Stated exercise ->
Update the part of the material below that opens with the line containing "Which pixel lies on the parked" and closes with the line containing "pixel 478 372", replacing "parked truck" with "parked van" and leaving all else unchanged. Return only those lines.

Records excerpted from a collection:

▬▬▬▬▬▬

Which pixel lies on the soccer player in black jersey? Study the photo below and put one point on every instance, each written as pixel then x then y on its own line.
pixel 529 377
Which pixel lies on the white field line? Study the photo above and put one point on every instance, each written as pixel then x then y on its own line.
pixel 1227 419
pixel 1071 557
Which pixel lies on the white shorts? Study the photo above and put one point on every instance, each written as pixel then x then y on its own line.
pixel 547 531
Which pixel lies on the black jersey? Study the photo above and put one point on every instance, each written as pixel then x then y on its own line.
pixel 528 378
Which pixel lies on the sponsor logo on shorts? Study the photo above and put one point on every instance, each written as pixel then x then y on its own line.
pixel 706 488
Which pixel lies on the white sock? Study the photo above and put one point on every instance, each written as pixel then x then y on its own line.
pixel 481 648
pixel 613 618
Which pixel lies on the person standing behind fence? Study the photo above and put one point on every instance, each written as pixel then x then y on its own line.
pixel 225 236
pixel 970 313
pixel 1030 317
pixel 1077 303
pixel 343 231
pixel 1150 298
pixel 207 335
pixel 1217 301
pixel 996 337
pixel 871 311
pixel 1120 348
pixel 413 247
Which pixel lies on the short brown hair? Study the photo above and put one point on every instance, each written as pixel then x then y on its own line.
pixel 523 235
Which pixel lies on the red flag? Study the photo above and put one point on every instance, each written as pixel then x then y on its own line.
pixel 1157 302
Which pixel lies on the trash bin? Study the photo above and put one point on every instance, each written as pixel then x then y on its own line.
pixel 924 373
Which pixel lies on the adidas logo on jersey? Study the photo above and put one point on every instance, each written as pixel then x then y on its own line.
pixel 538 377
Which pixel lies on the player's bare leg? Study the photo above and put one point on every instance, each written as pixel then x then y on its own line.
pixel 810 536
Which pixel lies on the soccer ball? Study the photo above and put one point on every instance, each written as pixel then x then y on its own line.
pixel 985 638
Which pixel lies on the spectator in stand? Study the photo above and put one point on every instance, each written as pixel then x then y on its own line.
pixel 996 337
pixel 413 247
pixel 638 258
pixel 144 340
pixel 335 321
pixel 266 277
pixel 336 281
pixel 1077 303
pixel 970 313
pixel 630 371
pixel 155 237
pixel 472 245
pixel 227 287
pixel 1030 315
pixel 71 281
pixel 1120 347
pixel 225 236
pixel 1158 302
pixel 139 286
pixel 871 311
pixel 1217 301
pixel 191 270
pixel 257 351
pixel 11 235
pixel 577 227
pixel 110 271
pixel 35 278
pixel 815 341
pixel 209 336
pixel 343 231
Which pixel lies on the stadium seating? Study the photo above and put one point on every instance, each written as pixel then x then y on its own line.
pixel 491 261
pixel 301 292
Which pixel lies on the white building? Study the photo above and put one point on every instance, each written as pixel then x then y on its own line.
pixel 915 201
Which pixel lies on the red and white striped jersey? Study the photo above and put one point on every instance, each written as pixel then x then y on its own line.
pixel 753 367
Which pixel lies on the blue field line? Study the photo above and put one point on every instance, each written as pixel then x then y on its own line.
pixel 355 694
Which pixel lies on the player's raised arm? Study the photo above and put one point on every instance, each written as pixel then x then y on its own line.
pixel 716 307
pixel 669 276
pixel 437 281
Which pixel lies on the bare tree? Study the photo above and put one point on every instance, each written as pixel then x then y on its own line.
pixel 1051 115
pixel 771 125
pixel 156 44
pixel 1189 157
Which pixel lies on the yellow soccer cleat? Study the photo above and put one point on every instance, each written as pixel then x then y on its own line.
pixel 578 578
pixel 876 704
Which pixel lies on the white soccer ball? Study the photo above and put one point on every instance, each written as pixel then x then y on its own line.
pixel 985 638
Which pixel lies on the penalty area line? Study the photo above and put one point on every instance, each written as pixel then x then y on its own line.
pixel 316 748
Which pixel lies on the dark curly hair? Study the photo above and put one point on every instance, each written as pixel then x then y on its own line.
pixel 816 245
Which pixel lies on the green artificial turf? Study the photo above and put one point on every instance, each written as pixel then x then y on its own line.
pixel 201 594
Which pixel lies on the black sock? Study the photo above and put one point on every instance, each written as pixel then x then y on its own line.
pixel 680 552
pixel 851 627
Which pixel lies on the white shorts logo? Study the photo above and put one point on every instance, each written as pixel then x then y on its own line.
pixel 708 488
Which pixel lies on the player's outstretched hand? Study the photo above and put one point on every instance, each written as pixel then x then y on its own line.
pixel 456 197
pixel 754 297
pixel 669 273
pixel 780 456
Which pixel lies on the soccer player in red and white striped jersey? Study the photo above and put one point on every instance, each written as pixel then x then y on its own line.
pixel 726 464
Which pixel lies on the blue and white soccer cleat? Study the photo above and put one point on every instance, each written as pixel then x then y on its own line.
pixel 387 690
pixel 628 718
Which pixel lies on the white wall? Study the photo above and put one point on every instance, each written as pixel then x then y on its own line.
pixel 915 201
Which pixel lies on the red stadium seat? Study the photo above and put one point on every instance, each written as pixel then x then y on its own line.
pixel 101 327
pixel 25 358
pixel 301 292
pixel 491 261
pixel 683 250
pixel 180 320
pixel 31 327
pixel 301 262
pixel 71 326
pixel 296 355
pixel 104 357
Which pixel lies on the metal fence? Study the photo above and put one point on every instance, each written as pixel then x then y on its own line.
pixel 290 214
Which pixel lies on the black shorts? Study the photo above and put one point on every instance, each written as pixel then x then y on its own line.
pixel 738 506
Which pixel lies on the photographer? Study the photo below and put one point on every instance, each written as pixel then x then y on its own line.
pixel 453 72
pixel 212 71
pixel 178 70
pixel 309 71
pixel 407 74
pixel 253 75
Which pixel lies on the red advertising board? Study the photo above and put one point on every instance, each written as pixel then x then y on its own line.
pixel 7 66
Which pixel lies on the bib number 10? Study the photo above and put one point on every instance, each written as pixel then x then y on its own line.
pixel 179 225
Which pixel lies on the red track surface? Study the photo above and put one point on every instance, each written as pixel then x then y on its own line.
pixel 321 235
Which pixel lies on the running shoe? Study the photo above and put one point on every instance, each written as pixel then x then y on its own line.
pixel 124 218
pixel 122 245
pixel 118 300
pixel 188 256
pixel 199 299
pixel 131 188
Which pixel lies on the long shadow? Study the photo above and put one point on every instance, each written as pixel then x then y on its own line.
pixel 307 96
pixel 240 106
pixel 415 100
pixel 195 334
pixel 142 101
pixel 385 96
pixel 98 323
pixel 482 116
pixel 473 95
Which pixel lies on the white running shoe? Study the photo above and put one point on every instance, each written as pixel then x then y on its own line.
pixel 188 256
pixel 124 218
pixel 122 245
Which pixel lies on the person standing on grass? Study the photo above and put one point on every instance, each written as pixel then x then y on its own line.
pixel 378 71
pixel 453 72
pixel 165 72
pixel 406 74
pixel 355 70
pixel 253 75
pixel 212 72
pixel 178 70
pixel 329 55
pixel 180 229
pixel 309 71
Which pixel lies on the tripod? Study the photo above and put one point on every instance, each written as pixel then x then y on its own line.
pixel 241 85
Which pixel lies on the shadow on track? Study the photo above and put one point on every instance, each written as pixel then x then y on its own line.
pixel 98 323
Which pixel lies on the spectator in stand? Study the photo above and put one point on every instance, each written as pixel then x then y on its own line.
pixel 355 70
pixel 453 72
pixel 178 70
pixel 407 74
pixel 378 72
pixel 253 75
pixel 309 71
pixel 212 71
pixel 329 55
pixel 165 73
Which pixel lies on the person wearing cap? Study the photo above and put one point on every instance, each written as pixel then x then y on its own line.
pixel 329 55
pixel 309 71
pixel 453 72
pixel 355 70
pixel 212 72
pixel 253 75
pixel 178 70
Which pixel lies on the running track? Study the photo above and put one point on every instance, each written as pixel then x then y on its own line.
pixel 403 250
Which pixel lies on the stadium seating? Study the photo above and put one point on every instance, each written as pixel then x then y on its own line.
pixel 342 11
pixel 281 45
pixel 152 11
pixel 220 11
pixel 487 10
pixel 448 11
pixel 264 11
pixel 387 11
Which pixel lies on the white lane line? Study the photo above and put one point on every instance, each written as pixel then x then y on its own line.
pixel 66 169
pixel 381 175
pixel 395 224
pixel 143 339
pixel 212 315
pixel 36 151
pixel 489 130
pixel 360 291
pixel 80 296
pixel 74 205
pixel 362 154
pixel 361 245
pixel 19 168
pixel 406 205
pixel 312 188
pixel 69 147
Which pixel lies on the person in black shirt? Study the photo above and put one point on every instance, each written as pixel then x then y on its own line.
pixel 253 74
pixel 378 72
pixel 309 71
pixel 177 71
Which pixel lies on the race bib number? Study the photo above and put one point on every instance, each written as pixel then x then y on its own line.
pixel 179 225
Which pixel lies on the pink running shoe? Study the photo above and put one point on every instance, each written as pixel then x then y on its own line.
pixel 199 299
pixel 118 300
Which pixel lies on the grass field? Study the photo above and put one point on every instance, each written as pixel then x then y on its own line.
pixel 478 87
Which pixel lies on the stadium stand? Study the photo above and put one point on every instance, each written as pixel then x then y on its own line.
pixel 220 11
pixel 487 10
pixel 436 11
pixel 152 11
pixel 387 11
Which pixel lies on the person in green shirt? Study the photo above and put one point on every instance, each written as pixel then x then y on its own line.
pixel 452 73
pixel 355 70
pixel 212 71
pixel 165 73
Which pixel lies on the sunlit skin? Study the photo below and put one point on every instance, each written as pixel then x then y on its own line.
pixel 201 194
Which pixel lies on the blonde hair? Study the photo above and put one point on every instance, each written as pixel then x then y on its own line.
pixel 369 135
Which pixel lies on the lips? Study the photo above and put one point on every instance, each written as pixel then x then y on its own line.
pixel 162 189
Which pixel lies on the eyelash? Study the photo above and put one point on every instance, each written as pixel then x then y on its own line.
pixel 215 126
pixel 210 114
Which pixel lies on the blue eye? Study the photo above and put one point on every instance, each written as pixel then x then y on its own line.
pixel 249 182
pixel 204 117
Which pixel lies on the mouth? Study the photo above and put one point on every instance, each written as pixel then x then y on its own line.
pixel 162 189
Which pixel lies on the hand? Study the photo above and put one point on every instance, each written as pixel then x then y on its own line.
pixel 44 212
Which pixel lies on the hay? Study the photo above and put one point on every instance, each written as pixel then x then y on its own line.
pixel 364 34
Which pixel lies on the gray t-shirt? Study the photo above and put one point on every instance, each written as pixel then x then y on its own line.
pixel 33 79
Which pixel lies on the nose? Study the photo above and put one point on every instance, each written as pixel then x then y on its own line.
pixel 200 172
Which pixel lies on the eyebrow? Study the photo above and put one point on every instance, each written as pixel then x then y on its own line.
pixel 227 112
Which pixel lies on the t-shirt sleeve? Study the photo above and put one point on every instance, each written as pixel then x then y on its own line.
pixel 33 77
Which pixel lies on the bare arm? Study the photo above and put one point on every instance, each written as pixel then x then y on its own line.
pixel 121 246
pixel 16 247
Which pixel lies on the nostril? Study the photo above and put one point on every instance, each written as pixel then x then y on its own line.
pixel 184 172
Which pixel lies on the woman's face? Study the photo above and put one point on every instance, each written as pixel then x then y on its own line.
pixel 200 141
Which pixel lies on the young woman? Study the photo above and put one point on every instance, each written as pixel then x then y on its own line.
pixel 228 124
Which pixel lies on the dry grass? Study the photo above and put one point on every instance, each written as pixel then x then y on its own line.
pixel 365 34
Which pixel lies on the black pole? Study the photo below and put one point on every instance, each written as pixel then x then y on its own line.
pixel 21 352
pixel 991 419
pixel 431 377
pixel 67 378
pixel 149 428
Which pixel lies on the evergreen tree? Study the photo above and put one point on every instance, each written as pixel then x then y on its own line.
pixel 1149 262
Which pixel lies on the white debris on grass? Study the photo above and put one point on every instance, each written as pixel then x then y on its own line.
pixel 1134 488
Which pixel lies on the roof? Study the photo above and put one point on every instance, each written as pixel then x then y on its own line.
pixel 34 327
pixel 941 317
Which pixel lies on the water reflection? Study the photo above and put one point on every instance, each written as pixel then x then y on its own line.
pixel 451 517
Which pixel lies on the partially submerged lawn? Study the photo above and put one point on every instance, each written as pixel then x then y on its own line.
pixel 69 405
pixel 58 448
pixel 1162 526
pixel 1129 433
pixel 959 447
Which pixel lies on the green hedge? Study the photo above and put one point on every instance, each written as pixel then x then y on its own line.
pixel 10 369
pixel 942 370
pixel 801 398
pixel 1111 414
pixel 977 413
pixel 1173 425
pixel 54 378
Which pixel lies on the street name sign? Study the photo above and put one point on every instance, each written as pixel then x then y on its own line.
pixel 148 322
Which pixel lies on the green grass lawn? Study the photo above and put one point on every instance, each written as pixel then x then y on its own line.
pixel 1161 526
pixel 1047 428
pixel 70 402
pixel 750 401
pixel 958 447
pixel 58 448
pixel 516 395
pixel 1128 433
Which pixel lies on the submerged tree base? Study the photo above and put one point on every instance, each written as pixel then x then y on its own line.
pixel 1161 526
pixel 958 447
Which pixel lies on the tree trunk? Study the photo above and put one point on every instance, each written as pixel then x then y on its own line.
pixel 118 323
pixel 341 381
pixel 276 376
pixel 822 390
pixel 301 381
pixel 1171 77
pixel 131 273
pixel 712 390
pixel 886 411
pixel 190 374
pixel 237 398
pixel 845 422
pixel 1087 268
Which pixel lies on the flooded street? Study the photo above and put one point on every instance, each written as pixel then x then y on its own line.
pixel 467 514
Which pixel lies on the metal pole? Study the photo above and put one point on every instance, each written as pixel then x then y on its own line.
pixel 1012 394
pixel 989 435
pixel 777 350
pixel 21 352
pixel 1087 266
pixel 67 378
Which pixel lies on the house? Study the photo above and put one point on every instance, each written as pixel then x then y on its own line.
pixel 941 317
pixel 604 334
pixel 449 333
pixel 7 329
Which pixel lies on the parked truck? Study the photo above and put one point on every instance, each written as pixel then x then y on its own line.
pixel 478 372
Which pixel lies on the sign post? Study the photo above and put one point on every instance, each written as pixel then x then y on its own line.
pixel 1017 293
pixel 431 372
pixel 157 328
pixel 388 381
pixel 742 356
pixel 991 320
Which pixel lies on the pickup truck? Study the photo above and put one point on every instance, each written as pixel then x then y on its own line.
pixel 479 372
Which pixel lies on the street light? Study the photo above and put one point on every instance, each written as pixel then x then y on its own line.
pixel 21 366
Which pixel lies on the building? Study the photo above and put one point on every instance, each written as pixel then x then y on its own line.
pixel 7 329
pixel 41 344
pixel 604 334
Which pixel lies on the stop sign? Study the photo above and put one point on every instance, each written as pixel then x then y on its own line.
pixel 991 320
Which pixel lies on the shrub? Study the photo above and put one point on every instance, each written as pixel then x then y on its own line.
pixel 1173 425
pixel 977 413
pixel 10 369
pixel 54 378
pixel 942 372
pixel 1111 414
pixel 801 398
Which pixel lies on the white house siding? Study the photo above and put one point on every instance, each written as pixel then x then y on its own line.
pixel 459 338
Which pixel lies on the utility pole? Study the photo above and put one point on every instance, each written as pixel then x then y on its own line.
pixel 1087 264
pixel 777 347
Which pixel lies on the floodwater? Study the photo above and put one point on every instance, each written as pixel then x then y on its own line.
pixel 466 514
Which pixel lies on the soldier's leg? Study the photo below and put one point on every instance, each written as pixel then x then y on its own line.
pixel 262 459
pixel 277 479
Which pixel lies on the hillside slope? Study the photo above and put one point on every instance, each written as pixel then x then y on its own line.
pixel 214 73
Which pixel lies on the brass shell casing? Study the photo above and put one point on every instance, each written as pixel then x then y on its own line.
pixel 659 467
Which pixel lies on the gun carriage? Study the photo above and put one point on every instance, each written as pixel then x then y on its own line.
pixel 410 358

▬▬▬▬▬▬

Final answer ->
Which pixel lies on the parked van? Study the photo above and put one point on every instance, each written as pixel then x then y on its own line.
pixel 478 372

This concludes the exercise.